How little does the epicure heed, when feasting on the fruits of their industry, that each morsel tasted must destroy the most perfect specimens of workmanship! that in a moment he can demolish what it has taken hours, yes days, perhaps weeks, of assiduous toil and labor, for the bees to accomplish!
CHAPTER VI.
PROPOLIS.
WHAT USED FOR.
This substance is first used to solder up all the cracks, flaws, and irregularities about the hive. A coat is then spread over the inside throughout; when the hive is full, and many bees cluster outside, the latter part of summer, a coat of it is also spread there. An additional coat it seems is annually applied, as old hives will be coated with a thickness proportionate to its age, providing it has been occupied with a strong family. Huber has said it was also used to strengthen the cells when first made, by mixing it with the wax. If it was their practice at that time, the practice has been abandoned by our bees to a great extent. I have made examinations when comb was first made, when it contained eggs, and when it contained larvæ, and have never been able to find anything other than pure wax composing it. After a young bee has matured in a cell, the coating or cocoon that it leaves is of a dark color, somewhat resembling it, and may have given rise to the supposition. How the article is obtained, appears to be the mystery. This is a subject about which apiarians have failed to agree. A few contend that it is an elaborated substance; while others assert it to be a resinous gum, exuding from certain trees, and collected by the bees like pollen. It differs materially from wax, being more tenacious, and when it gets a little age, much harder.
IS IT AN ELABORATE OR NATURAL SUBSTANCE?
No modern observer has ever been able to detect the bees in the act of gathering it.
HUBER'S OPINION.
Huber tells us, that "near the outlet of one of his hives, he placed some of the branches of the poplar, which exuded a transparent juice, the color of garnet. Several workers were soon seen perched upon these branches,—having detached some of this resinous gum, they formed it into pellets, and deposited them in the baskets of their thighs; thus loaded, they flew to the hive, where some of their fellow-laborers instantly came to assist them in detaching this viscid substance from their baskets." Some of our modern apiarians have doubted this account of Huber's. Now, in the absence of anything positive on this subject, I am inclined to adopt this theory; that it is a resin or gum produced by trees. (I cannot say that I am exactly satisfied with the story of bringing the "branches and laying them by the hive," &c.) That bees gather it in its natural state, is in accordance with my own observation.

● ASSIGNMENT 1: In the passage on propolis, what is the substance first used for in the hive?
● ASSIGNMENT 2: Reproduce the stretch of the passage on propolis from "How little does" through "bees to accomplish!".
The rows that follow are separate material, unrelated to the passage on propolis.

● INFORMATION GIVEN:
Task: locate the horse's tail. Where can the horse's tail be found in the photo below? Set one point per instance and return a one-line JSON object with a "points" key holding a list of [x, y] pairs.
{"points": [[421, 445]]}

* * *

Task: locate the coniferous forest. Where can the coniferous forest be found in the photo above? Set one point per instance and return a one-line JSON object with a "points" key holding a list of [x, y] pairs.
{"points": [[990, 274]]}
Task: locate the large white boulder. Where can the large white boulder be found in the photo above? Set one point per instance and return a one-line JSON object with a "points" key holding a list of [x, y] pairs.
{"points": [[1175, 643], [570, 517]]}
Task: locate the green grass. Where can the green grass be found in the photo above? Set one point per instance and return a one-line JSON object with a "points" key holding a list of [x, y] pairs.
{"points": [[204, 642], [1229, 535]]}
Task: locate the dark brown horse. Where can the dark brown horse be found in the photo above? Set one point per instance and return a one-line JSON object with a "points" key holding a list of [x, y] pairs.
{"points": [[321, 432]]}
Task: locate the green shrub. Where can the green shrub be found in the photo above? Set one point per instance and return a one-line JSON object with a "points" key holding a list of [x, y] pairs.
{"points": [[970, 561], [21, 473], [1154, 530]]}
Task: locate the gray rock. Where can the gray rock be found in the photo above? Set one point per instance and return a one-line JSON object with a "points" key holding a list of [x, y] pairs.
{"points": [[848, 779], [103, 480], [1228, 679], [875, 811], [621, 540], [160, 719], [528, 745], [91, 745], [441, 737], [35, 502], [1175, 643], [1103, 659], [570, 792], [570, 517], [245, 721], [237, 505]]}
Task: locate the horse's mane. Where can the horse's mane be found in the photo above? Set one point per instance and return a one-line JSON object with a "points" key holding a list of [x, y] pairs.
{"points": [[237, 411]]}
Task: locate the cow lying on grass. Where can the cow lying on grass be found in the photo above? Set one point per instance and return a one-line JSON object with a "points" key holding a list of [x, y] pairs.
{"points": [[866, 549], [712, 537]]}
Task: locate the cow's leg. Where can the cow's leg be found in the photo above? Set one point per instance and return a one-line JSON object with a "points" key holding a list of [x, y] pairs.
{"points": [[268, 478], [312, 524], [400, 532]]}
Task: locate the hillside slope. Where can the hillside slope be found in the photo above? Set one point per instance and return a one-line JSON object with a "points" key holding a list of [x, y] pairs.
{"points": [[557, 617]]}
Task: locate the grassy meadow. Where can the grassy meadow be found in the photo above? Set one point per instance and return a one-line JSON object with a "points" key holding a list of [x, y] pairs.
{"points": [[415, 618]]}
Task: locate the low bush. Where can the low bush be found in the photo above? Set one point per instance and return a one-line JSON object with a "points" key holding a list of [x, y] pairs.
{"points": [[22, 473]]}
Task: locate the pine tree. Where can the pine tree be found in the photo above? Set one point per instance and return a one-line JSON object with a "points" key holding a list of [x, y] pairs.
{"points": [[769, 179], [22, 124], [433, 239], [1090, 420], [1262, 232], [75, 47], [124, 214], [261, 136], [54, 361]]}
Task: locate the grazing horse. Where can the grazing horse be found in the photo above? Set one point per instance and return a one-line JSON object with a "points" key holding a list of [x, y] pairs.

---

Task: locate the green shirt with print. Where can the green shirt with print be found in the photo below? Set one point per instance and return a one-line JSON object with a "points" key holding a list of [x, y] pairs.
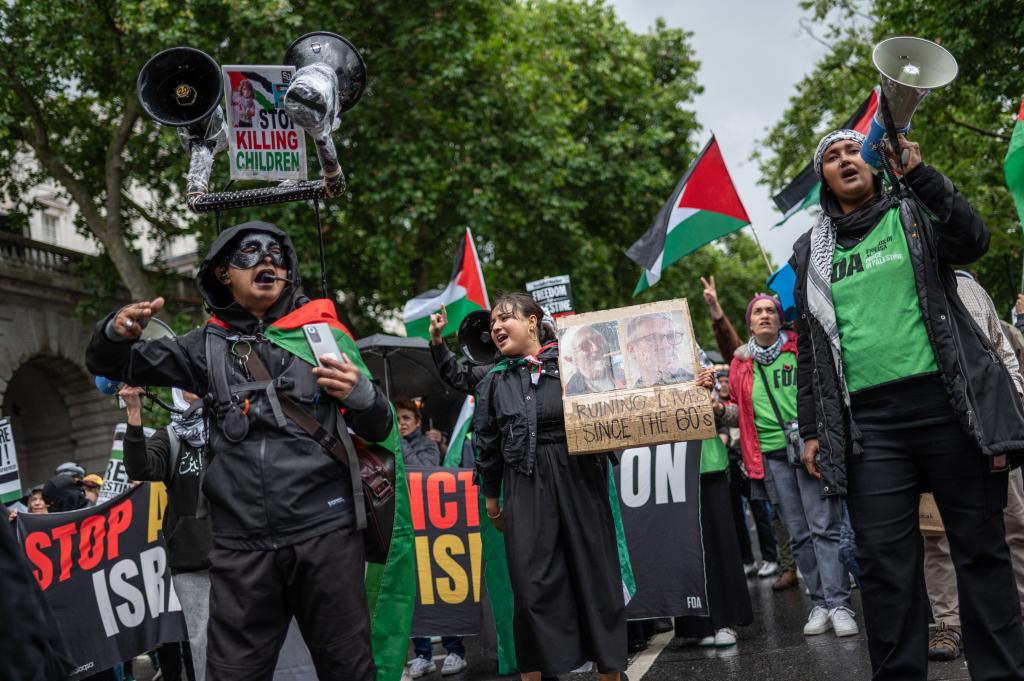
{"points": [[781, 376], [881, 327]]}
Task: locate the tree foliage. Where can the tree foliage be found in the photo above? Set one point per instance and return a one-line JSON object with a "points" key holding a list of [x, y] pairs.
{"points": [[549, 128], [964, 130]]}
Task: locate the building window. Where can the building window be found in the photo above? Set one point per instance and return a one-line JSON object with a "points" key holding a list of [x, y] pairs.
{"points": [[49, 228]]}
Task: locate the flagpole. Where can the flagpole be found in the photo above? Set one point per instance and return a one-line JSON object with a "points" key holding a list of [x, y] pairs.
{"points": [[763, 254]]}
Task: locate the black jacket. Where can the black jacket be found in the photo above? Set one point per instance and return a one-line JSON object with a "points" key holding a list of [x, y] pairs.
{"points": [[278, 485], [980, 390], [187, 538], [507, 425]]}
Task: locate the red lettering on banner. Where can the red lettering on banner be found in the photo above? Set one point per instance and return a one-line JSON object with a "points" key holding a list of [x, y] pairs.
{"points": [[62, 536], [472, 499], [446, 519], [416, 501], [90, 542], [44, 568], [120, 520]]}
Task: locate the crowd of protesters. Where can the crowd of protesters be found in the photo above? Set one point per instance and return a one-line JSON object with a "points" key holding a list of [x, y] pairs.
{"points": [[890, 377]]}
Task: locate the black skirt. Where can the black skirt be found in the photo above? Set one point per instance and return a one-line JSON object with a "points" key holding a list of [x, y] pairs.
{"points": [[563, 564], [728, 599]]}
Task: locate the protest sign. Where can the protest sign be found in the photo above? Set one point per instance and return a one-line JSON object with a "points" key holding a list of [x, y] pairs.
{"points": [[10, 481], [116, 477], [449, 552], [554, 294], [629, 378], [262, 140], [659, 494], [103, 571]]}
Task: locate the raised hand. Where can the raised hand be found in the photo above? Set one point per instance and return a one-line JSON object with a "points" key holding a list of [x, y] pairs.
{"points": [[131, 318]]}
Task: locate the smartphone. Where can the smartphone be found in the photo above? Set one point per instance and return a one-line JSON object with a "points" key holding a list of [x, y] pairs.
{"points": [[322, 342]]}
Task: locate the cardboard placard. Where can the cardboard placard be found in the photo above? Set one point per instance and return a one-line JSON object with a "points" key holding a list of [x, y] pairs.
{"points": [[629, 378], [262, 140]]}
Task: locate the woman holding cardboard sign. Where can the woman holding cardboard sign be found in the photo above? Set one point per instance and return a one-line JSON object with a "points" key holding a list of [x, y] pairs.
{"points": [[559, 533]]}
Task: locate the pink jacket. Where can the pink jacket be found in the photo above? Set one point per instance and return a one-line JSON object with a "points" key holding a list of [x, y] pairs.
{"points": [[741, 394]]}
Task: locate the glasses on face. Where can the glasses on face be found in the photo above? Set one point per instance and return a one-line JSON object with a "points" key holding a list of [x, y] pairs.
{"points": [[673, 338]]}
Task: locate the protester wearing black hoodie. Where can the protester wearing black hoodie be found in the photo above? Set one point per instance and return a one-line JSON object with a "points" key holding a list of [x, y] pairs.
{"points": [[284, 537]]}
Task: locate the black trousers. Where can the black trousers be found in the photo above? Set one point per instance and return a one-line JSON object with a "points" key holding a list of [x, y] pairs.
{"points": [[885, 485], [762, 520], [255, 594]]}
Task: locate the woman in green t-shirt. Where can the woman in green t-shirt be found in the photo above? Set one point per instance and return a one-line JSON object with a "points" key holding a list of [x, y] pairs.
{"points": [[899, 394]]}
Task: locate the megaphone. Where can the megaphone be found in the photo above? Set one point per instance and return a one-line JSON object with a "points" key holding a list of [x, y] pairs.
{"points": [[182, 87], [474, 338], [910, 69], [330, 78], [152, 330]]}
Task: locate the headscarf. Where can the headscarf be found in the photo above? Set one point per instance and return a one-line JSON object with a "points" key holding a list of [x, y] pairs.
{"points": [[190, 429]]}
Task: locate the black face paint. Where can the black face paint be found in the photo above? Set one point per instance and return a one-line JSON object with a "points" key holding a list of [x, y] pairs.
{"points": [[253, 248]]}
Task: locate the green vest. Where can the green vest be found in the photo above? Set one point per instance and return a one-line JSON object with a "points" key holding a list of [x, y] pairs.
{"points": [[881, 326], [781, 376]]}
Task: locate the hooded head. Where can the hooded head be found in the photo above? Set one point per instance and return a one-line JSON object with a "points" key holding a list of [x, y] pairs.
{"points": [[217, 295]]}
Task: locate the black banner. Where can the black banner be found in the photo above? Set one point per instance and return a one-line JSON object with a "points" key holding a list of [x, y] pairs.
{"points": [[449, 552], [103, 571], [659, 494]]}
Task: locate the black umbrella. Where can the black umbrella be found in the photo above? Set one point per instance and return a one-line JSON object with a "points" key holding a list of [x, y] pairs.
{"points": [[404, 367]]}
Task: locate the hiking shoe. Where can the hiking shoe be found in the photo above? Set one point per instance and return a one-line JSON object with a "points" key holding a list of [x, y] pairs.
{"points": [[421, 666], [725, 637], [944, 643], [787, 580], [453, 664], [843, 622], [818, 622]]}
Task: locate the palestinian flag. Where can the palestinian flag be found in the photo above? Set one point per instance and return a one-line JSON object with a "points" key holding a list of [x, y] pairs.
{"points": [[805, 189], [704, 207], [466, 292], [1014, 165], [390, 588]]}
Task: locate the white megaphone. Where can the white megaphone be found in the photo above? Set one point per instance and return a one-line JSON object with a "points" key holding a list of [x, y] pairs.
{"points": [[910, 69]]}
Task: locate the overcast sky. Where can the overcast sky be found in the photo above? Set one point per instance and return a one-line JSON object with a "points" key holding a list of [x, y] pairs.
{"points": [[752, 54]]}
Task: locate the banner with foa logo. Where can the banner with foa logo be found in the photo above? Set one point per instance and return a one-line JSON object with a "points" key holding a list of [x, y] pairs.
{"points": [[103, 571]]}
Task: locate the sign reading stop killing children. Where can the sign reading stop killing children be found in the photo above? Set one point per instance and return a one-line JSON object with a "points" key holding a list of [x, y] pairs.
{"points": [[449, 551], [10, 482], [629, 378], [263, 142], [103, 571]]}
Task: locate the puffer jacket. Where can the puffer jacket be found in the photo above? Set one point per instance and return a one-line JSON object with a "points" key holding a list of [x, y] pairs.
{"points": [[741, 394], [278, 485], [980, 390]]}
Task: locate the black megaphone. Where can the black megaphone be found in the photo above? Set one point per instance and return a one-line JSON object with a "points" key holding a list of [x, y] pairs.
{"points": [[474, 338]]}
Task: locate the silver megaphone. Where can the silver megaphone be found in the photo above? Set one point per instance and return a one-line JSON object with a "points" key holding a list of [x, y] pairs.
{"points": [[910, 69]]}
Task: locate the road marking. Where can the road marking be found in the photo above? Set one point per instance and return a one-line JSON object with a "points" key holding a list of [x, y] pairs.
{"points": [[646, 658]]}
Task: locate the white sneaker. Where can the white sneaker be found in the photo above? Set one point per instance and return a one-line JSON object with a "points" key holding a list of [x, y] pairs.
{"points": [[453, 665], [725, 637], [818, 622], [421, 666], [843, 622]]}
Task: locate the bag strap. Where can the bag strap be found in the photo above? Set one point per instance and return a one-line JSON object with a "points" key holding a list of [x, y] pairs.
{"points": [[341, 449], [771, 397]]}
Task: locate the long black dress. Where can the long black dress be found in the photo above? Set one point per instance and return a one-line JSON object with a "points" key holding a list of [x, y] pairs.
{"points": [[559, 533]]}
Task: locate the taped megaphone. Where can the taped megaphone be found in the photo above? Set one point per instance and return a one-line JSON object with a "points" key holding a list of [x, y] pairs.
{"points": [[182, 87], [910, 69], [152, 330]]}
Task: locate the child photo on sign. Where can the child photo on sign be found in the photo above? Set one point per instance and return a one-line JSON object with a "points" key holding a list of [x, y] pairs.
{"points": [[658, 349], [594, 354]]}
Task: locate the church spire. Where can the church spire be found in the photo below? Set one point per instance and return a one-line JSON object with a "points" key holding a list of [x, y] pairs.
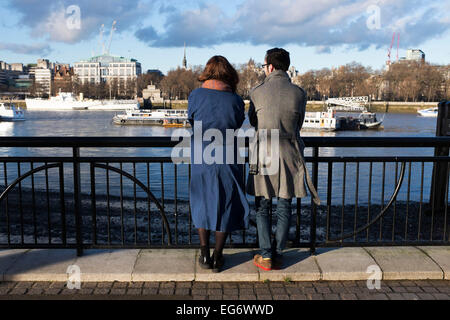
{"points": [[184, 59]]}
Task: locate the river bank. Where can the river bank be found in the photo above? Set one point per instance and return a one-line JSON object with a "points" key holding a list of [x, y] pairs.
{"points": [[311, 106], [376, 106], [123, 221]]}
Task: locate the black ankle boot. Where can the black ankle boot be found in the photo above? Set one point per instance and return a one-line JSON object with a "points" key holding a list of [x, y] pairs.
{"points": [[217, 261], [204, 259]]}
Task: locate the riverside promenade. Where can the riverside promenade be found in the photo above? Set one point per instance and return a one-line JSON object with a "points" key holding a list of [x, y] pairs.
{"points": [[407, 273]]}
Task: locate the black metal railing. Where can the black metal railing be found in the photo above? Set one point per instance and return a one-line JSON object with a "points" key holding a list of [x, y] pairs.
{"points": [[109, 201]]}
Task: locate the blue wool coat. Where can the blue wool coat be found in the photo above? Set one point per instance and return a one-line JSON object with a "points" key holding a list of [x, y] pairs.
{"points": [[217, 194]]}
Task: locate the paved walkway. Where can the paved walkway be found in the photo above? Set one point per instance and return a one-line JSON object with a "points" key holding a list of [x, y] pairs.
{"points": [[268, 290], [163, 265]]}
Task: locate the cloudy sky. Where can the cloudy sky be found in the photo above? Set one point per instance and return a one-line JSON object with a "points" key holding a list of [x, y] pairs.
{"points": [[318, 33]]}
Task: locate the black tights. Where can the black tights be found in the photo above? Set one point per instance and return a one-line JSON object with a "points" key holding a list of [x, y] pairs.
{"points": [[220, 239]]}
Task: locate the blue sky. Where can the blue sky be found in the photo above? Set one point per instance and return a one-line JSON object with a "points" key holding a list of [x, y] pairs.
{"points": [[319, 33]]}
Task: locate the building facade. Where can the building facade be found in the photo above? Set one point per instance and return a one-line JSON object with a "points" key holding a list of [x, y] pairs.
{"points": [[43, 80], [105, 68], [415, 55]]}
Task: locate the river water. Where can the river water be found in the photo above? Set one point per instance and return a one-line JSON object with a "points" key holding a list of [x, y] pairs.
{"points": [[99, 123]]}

● RESPONSE BOX 1: It is first used to solder up all the cracks, flaws, and irregularities about the hive.

● RESPONSE BOX 2:
How little does the epicure heed, when feasting on the fruits of their industry, that each morsel tasted must destroy the most perfect specimens of workmanship! that in a moment he can demolish what it has taken hours, yes days, perhaps weeks, of assiduous toil and labor, for the bees to accomplish!